* [REQUESTS]
1. In the biographical passage about Parry, which company took over Associated British Maltsters in 1973?
2. Carry on the biographical passage about Parry from its final sentence.

* [TEXT SEGMENT]
============================================================
After being discharged from the Army in 1946, Parry was invited by Billy Whitbread to join his company, Whitbread & Co, in East Anglia. On completing his training as a maltster, Parry was appointed manager of the company’s maltings in Norfolk and Kent.
In 1955 he moved to Suffolk to join Ipswich Malting Company as sales director. This company was eventually taken over by Associated British Maltsters, and in 1964 Parry moved to Lincolnshire, working from the headquarters at Newark as Group Sales Director.
Within two years he was appointed managing director and chief executive of Associated British Maltsters, which was by then the largest company of its kind in Europe, with maltings throughout the United Kingdom as well as in Ireland, Germany and Australia. In 1973 the company was taken over by Dalgety; Parry joined Dalgety’s main board, remaining a director until his retirement in December 1990.
On his move to Allington, near Grantham, Parry began a long association with the Belvoir Hunt. He was tall and lean and was considered a particularly fine and fearless horseman across country. His horsemanship was sometimes tested in unorthodox ways. On one occasion, when he was riding out on a young horse, Parry took the opportunity to call at his butcher to collect the Sunday joint. His mount took fright at the sight of raw meat and horse, joint, butcher and Parry flew off in four separate directions.
He was Treasurer of the Hunt for 16 years, Field Master for two years in the mid-1970s, and Master from 1987 to 1989.
============================================================
Recorded data
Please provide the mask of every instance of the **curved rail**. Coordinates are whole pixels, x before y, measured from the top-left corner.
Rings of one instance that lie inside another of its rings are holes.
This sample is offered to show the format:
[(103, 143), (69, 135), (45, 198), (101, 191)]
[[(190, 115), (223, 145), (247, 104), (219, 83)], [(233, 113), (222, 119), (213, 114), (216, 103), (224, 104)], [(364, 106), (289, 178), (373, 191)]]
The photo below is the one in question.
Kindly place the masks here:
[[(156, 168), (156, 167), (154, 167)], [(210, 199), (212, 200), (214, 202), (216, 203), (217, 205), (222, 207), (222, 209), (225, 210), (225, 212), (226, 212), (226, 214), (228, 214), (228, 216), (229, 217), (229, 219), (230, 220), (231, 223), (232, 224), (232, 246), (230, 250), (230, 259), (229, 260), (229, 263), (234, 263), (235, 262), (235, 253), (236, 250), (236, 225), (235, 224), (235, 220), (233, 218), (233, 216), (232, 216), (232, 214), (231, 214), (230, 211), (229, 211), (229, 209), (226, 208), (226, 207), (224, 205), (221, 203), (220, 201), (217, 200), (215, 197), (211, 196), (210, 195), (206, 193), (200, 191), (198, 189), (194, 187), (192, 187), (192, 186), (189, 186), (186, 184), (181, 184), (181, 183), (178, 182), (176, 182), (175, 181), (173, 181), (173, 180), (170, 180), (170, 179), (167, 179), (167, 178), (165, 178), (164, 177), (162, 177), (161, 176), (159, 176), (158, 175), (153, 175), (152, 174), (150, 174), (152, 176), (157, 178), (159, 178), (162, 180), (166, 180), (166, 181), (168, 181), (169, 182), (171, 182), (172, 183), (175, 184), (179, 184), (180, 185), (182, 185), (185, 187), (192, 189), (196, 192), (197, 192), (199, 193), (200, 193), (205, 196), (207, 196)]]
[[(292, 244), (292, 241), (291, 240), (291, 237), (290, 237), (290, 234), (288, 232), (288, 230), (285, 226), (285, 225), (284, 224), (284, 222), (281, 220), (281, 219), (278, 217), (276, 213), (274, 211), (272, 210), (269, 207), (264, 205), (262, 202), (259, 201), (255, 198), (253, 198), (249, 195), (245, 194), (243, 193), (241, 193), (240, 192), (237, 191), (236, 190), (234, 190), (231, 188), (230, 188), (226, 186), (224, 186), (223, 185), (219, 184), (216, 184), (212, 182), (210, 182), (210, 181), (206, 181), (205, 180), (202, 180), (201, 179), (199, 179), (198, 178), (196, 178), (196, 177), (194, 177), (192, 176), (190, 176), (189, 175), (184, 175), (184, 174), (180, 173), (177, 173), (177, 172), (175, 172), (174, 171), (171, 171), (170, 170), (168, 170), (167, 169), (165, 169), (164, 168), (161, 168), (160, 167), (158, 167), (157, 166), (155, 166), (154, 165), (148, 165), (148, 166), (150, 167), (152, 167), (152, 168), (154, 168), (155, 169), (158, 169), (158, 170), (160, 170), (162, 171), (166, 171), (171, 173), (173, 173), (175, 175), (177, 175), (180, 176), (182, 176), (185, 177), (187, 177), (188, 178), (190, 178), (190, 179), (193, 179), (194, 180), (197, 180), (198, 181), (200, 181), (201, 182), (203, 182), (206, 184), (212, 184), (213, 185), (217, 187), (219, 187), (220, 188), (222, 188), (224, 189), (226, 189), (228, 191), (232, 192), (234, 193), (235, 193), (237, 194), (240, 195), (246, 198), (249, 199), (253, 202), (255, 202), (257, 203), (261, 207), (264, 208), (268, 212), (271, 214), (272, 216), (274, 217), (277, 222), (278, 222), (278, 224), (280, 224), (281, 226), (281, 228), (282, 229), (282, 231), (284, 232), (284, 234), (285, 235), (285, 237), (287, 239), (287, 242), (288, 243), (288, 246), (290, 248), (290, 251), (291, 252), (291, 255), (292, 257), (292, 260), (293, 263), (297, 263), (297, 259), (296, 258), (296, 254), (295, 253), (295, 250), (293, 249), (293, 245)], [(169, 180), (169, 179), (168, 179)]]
============================================================
* [ANSWERS BY TASK]
1. Dalgety

2.
In 1976 he joined Conservative Central Office, and for 18 years was fund raiser for the Eastern Counties and later the East Midlands. For this work he was appointed CBE in 1994.
From 1984 to 1990 he managed the fishings on the River Lochy near Fort William, and served on the Committee of the Association of Scottish District Salmon Fishery Boards. He himself fished salmon and trout with great skill.
Meanwhile, at the Old Rectory, Allington, he ran a successful flock of sheep and kept several hives of bees.
He was an excellent shot. During the summer months he lovingly nurtured a small number of pheasants; during the winter, with equal affection, he plotted their demise. He trained his own Labradors and ran them at game fairs.
In his youth Parry painted exquisite watercolours of wildlife, and all his life he remained a keen botanist and naturalist. The exact date of his death is uncertain, but it is believed that he was actually playing a salmon on the River Spey when he suffered a fatal heart attack; his body was not found for some time.
When he died in 2002, he was survived by his wife Jean, whom he married in 1947.